> AIM 1
According to the Dușa profile, how many goals did she score in CFF Olimpia Cluj's first season?
> AIM 2
Decide whether each statement agrees with the Dușa profile: (a) Dușa made her official debut in a match against Umeå IK. (b) She won the 2012 top-scorer award with 103 goals. (c) She transferred to a club based in Ankara.
> AIM 3
Reproduce the passage of the Dușa profile starting with "Cosmina Anișoara Dușa" and going on through "of the league.".

> PAGE EXCERPT
§ §
Cosmina Anișoara Dușa (born 4 March 1990) is a Romanian footballer who plays as a forward for Beroe in Bulgaria and the Romanian national team. As a player she won the national championship, the national cup and was top scorer of the league.

Career

Club 

Dușa started playing football in primary school with her brother's friends. At the age of 17, she was accepted by the Romanian women's football club champions, CFF Clujana Cluj. She made her official debut in a 2007–08 UEFA Women's Cup match against Umeå IK; scoring five goals in the three group matches. She later played for AS Volos 2004 from Greece and was called up for the Romania national team. In 2010, she returned to Cluj-Napoca and followed her first trainer, Mirel Albon, to the newly founded team CFF Olimpia Cluj. In the club's very first season Dușa scored 103 goals in the club's 24 matches, making her the Liga I top scorer. She repeated that feat by winning the 2012 top-scorer award with 71 goals. In the 2011–12 UEFA Women's Champions League qualifying she scored five goals in three matches.

She was awarded for "Best Women's Footballer" in Romania from 2010 to 2012.

By the end of September 2012, she transferred to the İzmir-based club Konak Belediyespor in Turkey.
§ §
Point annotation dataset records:
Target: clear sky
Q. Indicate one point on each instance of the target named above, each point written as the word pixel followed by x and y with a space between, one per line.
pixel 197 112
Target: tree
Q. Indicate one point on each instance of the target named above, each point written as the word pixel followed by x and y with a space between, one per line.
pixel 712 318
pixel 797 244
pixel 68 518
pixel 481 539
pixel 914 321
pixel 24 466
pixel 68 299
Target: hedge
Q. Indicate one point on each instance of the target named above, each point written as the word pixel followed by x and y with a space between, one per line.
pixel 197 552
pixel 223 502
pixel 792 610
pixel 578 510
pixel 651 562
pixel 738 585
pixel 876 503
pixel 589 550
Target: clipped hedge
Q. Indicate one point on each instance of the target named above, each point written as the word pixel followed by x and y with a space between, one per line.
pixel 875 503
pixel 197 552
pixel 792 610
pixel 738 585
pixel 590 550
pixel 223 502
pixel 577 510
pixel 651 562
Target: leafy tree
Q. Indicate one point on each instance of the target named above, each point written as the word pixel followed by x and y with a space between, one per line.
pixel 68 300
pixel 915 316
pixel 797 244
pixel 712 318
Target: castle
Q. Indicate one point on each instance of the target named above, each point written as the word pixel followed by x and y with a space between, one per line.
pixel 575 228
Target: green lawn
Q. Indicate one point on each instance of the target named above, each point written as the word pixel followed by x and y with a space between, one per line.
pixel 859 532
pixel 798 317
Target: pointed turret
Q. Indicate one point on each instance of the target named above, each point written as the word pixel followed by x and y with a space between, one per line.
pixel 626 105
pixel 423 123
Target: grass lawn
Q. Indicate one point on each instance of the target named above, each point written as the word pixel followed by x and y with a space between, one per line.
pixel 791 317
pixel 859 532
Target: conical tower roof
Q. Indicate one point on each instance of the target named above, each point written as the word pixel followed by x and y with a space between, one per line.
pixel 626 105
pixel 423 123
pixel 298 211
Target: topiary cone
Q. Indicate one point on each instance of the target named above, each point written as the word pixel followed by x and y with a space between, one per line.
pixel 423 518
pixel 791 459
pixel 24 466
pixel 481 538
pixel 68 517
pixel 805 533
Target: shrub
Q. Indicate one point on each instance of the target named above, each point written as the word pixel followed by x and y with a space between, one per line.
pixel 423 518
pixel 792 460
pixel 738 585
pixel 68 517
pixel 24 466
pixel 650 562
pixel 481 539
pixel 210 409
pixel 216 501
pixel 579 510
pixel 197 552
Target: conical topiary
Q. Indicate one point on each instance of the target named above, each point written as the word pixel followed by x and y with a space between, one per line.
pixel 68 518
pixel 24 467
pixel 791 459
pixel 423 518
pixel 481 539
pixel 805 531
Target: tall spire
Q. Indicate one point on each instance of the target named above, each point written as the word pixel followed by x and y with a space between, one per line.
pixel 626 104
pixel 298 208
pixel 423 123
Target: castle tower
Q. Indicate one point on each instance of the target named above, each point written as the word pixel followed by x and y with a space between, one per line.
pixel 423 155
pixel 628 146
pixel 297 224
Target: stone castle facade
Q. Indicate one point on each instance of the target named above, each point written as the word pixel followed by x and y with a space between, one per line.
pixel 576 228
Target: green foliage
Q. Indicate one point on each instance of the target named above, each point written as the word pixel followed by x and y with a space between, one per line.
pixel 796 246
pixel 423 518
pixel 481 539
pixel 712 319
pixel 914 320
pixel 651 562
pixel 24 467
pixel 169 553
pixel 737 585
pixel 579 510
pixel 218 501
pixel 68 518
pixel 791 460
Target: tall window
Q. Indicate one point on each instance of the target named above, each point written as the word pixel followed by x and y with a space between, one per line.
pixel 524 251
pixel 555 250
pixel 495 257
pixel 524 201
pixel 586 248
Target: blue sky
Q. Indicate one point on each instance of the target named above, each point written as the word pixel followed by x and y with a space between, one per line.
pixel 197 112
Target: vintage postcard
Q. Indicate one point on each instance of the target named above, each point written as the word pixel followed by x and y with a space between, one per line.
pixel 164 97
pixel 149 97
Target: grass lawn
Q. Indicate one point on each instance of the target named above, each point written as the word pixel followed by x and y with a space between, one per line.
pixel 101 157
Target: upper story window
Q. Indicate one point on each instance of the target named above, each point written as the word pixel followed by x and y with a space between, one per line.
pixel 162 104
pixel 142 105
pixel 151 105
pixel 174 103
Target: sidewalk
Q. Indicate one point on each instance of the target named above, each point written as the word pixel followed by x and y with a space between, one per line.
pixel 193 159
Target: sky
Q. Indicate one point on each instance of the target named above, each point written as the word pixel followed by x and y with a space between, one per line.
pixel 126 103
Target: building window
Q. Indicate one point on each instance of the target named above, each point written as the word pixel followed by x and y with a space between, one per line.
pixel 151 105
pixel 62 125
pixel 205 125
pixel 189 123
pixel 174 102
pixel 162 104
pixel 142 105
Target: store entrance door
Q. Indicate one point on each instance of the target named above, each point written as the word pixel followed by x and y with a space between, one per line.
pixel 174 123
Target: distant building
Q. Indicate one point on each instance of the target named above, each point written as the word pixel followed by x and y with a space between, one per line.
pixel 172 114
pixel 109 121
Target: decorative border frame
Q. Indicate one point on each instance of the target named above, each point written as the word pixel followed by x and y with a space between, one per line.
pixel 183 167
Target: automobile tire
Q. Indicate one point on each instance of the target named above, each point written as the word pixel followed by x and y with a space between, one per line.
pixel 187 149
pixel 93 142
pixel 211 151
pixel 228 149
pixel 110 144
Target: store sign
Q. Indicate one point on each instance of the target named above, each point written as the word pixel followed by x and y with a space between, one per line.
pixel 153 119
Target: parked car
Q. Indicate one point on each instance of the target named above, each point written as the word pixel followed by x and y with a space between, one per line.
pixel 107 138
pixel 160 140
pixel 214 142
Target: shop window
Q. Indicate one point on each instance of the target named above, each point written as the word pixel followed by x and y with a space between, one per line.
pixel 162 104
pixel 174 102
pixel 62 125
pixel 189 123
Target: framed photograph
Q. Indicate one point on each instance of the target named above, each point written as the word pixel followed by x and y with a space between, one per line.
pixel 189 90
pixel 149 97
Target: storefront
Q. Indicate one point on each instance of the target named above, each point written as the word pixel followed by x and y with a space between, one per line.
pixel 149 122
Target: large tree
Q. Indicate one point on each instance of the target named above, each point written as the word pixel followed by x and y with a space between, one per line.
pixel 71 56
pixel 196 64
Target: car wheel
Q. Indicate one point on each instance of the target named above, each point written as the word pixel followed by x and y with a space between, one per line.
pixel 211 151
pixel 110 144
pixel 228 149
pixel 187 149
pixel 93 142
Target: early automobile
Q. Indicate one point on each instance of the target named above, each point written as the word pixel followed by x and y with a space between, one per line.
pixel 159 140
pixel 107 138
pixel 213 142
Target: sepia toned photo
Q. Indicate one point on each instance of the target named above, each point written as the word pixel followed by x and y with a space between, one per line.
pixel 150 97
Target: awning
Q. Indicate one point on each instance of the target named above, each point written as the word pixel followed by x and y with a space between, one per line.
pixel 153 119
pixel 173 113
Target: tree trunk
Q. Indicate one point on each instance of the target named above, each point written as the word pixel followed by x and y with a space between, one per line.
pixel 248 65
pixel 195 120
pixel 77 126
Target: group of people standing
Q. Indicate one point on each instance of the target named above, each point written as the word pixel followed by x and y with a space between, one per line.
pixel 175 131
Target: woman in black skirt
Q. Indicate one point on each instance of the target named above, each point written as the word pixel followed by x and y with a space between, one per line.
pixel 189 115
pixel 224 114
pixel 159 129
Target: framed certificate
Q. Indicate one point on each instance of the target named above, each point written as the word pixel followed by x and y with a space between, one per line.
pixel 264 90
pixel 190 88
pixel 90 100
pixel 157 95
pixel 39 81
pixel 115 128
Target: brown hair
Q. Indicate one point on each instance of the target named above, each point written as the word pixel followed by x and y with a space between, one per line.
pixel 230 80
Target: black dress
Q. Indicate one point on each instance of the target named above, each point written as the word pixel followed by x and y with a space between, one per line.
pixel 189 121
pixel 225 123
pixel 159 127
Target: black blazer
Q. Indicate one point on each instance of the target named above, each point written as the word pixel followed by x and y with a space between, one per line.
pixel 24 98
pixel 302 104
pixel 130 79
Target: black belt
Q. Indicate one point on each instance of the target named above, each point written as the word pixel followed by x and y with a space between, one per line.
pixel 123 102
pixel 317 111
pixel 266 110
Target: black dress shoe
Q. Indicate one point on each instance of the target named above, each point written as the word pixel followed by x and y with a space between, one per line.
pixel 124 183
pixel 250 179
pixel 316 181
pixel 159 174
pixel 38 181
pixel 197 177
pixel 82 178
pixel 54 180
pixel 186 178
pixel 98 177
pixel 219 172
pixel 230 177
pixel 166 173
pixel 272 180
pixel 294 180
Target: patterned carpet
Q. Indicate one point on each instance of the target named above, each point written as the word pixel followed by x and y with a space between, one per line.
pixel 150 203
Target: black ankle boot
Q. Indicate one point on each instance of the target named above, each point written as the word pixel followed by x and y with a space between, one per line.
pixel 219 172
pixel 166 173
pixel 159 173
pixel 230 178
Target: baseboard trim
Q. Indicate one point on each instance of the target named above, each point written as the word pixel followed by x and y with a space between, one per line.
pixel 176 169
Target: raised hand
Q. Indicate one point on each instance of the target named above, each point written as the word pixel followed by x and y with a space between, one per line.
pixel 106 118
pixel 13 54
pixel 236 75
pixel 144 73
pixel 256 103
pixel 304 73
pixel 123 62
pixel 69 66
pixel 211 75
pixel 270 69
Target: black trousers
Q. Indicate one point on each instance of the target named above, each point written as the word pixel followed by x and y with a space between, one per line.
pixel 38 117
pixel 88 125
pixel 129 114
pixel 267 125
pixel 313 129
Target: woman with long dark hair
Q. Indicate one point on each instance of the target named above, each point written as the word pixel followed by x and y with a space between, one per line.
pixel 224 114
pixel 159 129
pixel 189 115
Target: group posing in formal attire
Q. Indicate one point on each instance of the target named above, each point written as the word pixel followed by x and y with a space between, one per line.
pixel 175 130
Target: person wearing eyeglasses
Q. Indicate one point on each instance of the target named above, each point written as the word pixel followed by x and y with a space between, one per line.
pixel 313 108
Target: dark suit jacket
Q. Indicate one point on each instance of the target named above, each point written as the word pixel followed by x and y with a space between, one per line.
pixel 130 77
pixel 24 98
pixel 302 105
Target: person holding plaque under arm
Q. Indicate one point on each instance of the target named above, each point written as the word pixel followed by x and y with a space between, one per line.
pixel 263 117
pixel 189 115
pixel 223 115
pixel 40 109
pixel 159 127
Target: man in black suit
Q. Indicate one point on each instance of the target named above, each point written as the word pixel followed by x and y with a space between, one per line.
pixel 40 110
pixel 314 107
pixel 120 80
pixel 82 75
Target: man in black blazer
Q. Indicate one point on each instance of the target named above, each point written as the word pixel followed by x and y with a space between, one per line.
§ §
> WRITTEN RESPONSE 1
She scored 103 goals in the club's 24 matches.

> WRITTEN RESPONSE 2
(a) Yes: "She made her official debut in a 2007–08 UEFA Women's Cup match against Umeå IK"
(b) No: "She repeated that feat by winning the 2012 top-scorer award with 71 goals."
(c) No: "she transferred to the İzmir-based club Konak Belediyespor in Turkey"

> WRITTEN RESPONSE 3
Cosmina Anișoara Dușa (born 4 March 1990) is a Romanian footballer who plays as a forward for Beroe in Bulgaria and the Romanian national team. As a player she won the national championship, the national cup and was top scorer of the league.